- [Written request]:
Reproduce the material in full, exactly as written.

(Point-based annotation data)
--- Start ---

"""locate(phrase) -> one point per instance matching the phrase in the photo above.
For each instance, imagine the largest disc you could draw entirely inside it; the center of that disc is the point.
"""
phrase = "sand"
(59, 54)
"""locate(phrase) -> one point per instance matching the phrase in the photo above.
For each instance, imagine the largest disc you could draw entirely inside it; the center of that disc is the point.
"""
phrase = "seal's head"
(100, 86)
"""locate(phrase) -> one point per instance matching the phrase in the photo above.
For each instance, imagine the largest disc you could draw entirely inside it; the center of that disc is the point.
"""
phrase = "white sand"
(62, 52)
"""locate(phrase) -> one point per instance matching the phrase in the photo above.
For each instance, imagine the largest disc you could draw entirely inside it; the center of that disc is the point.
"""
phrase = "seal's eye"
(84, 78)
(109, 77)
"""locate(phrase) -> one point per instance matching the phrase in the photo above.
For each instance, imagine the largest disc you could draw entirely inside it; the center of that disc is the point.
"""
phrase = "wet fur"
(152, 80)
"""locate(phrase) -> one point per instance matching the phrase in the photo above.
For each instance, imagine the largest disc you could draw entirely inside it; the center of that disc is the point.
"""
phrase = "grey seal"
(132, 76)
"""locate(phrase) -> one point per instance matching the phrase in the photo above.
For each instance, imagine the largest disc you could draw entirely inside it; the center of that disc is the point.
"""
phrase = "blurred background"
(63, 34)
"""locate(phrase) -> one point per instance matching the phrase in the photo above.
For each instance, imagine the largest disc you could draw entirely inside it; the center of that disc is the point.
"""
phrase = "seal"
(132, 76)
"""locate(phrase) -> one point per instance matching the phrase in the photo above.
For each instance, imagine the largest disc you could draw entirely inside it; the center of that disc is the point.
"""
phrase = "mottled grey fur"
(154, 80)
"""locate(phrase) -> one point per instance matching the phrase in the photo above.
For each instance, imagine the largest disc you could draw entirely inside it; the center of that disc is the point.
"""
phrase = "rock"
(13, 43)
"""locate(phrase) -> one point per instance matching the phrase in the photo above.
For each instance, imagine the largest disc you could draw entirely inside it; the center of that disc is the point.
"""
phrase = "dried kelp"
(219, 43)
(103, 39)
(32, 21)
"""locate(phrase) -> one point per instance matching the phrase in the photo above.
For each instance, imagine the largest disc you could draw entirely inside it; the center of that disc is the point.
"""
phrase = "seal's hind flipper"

--- End ---

- [Exercise output]:
"""locate(phrase) -> one point per instance matching the phrase in the photo above.
For each instance, imagine the largest disc you could draw entirely inside it; the center of that disc is the point.
"""
phrase = "sand"
(59, 54)
"""locate(phrase) -> one point per instance matching the phrase in the photo above.
For each instance, imagine the largest disc you could draw entirely inside it; the center of that disc is the point.
"""
phrase = "seal's head"
(100, 86)
"""locate(phrase) -> one point per instance matching the phrase in the photo above.
For each instance, imagine the largest disc you could draw entirely inside it; the center of that disc is the point.
"""
phrase = "white sand"
(62, 52)
"""locate(phrase) -> one point per instance matching the phrase in the photo above.
For each instance, imagine the largest disc you could draw entirely inside it; the center of that disc is the point.
"""
phrase = "seal's eye"
(84, 78)
(109, 77)
"""locate(phrase) -> one point per instance matching the phrase in the photo above.
For each instance, imagine the largest disc you could draw entirely inside it; the center of that disc is the point.
"""
phrase = "wet fur"
(152, 80)
"""locate(phrase) -> one point per instance matching the phrase in the photo above.
For each instance, imagine the largest disc you could draw entirely inside it; the center of that disc is the point.
"""
phrase = "grey seal"
(132, 76)
"""locate(phrase) -> one point per instance matching the phrase in the photo above.
For each instance, imagine the largest disc you could draw entirely inside it; the center of that disc is the point.
"""
phrase = "blurred background"
(63, 34)
"""locate(phrase) -> one point per instance matching the phrase in the photo above.
For each instance, imagine the largest disc you could draw entirely inside it; the center of that disc is the point.
"""
phrase = "seal"
(132, 76)
"""locate(phrase) -> one point per instance matching the phrase in the photo above.
For each instance, imagine the largest disc you could draw entirely inside it; the center of that disc is the point.
"""
phrase = "mottled grey fur"
(154, 80)
"""locate(phrase) -> one point per instance matching the phrase in the photo above.
For each instance, imagine the largest disc you could draw entirely inside it; the center of that disc is the point.
"""
phrase = "rock"
(13, 43)
"""locate(phrase) -> one point per instance matching the phrase in the photo above.
For each instance, imagine the largest disc you could draw entirely inside it; the center of that disc is the point.
"""
phrase = "dried kelp"
(219, 43)
(103, 39)
(32, 21)
"""locate(phrase) -> one point per instance matching the phrase in the photo above.
For each instance, imagine the largest disc you could draw entirely inside it; the center of that disc is the point.
"""
phrase = "seal's hind flipper"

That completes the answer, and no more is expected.